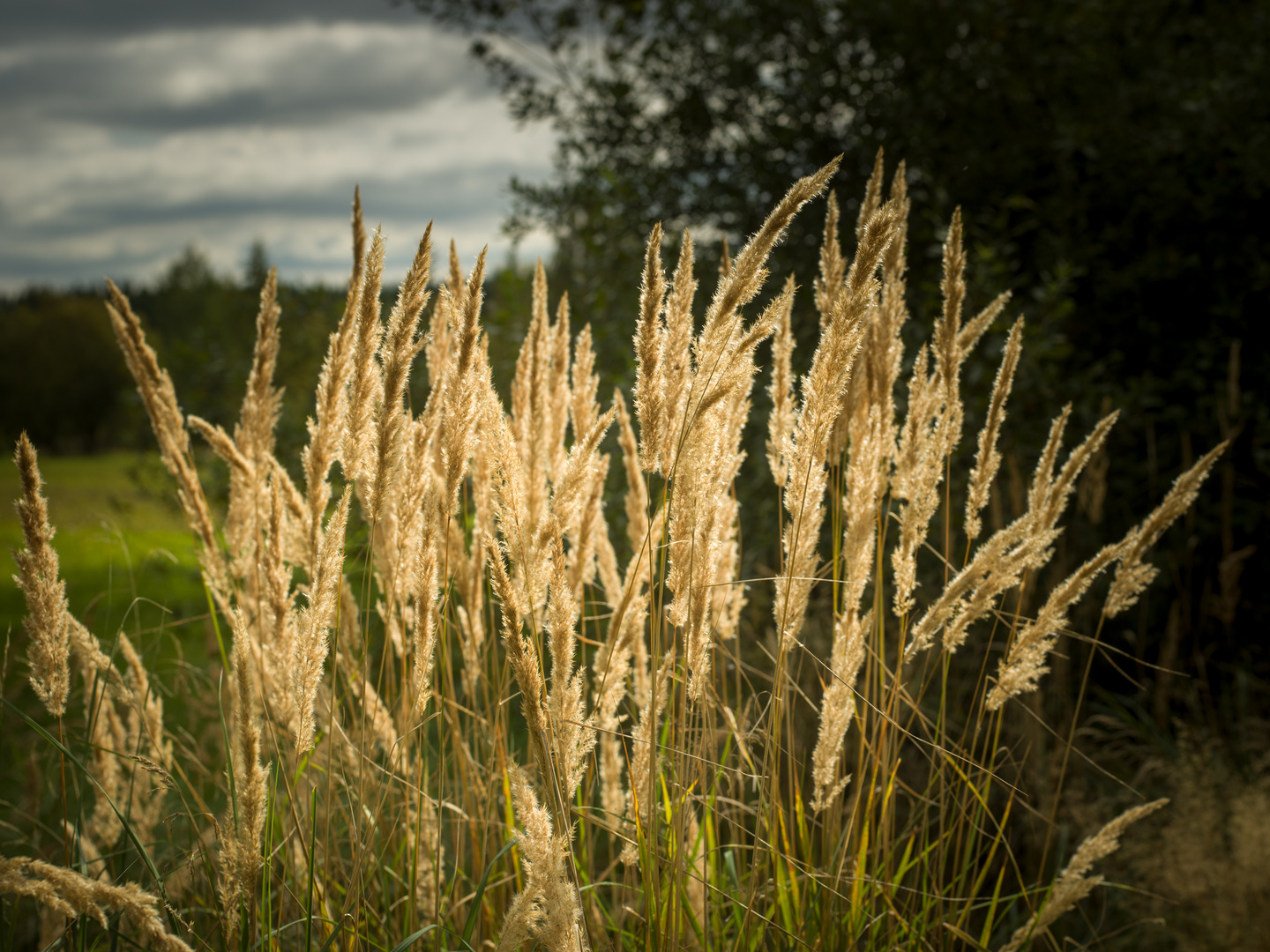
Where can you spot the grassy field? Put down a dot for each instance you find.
(123, 546)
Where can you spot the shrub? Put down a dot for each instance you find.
(458, 718)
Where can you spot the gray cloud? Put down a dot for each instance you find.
(26, 20)
(117, 150)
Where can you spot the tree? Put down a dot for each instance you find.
(1111, 156)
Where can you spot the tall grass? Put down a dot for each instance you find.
(446, 714)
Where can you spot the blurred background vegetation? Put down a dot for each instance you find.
(1111, 159)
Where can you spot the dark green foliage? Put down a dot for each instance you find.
(1113, 161)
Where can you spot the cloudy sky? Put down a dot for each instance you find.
(131, 129)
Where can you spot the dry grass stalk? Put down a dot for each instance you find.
(240, 845)
(366, 385)
(1074, 882)
(159, 398)
(987, 460)
(649, 346)
(460, 489)
(548, 908)
(1132, 576)
(311, 643)
(998, 564)
(822, 397)
(48, 616)
(72, 894)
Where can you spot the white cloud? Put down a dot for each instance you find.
(115, 153)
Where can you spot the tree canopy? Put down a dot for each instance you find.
(1111, 159)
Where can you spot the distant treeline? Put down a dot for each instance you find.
(63, 378)
(63, 381)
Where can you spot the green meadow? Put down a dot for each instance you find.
(124, 551)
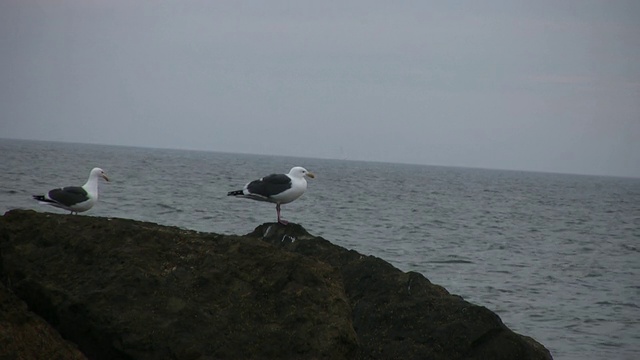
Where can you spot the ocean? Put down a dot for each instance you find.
(556, 256)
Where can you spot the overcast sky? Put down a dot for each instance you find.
(534, 85)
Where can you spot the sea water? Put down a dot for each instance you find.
(556, 256)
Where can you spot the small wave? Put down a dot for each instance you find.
(615, 303)
(450, 262)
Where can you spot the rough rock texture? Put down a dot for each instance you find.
(24, 335)
(122, 289)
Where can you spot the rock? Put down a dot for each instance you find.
(24, 335)
(123, 289)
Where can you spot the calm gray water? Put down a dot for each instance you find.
(556, 256)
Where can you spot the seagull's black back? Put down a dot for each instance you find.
(270, 185)
(69, 195)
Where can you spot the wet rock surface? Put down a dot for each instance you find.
(124, 289)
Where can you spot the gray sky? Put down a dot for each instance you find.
(533, 85)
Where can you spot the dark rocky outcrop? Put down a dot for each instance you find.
(123, 289)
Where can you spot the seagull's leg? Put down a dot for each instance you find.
(281, 221)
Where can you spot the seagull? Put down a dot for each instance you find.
(277, 188)
(75, 198)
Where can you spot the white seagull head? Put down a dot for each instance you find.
(98, 173)
(300, 173)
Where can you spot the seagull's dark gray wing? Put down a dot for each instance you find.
(270, 185)
(69, 195)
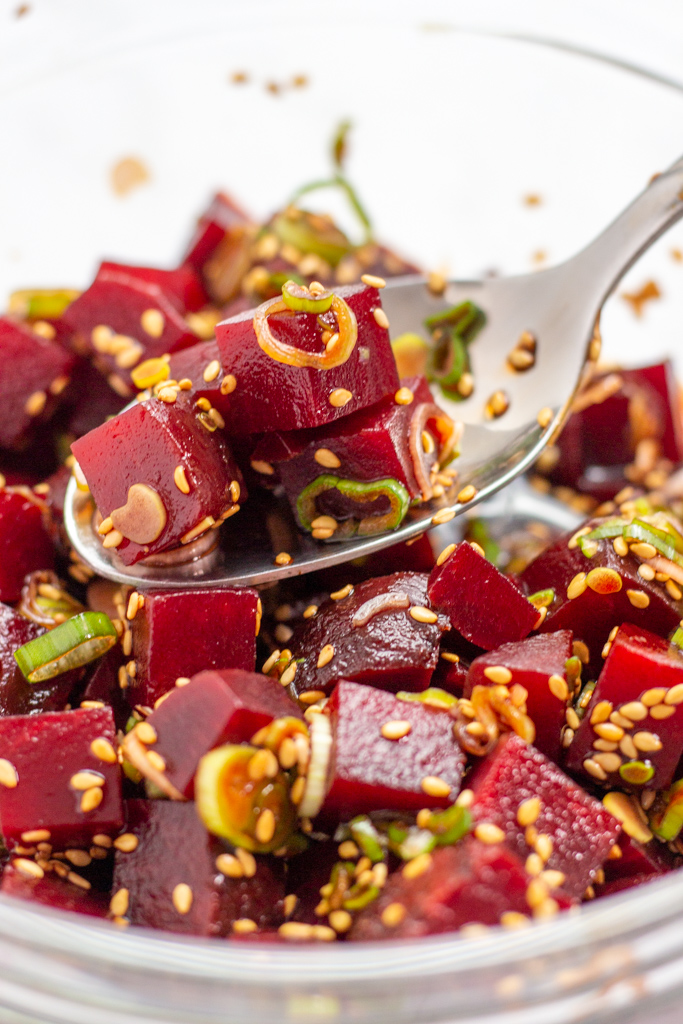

▶ _Required action_:
Repeat the listing exactly, minus its pictures.

▶ _Your solution_:
Where can you spot the grassy field? Put down a dot for each instance you find.
(123, 546)
Where can you spot the shrub? Put down a dot for each instance you find.
(458, 718)
Where can you spot the gray cloud? Put down a dot for each instance you find.
(26, 20)
(117, 150)
Where can you spot the tree? Put down a dot for each instance you find.
(1111, 156)
Where can you spot the tall grass? Put down a dot for each instance you find.
(446, 714)
Where can you spot the blurred background vegetation? Put down a dot for each instance you find.
(1111, 159)
Where can you spot the dark green foliage? Put down a dot for each instance you find.
(1113, 161)
Where can you spot the cloudy sky? Put down a dot for each instance you find.
(131, 129)
Where can you spot the dry grass stalk? Put down a dot for each instance you find.
(240, 845)
(366, 385)
(1074, 882)
(159, 398)
(987, 460)
(649, 346)
(460, 489)
(548, 908)
(1132, 576)
(311, 643)
(998, 564)
(822, 397)
(48, 616)
(72, 894)
Where can you spot the white cloud? Put down a dot for each instance you find.
(115, 153)
Where can you spot the tree canopy? Put down a dot for each instance you find.
(1111, 159)
Where can you spot the distant treeline? Put down a dot for each instance you find.
(63, 378)
(63, 381)
Where can you spot the green meadow? Put down a dot for each instance you find.
(124, 551)
Where can you spot the ocean? Put down a dot for each instance you find.
(556, 256)
Where can you spot the overcast sky? Put down a dot for each instance you find.
(534, 85)
Where can you spot the sea water? Put down a dot for each instance you find.
(556, 256)
Where can you spot the small wave? Put down a dot for each instance you find.
(615, 303)
(450, 262)
Where can you spot the rough rock texture? Put down a dot for each instance you find.
(24, 335)
(122, 289)
Where can you spot the rock? Put down a dot for each instance you find.
(24, 335)
(123, 289)
Where can you spot the calm gray water? Put down a dot for each instance you find.
(556, 256)
Where can you spot the seagull's black back? Put down a dot for each instance you find.
(270, 185)
(69, 195)
Where can you spot the wet rock surface? Put down a dot for each instance you find.
(124, 289)
Where can you spot the gray sky? Put down a dot for each instance you find.
(533, 85)
Where can you spot the dark rocky outcrop? Put down a dot for each instance you find.
(123, 289)
Where can you spot the seagull's leg? Put down a dot for each instance you find.
(281, 221)
Where can you spot the seagull? Put down a dot for each instance you find.
(277, 188)
(75, 198)
Where can you spot the white seagull head? Put down a dot for each instance you find.
(98, 173)
(300, 173)
Where can you spot the seagull's dark gray wing? Put down a dot for each instance you find.
(270, 185)
(69, 195)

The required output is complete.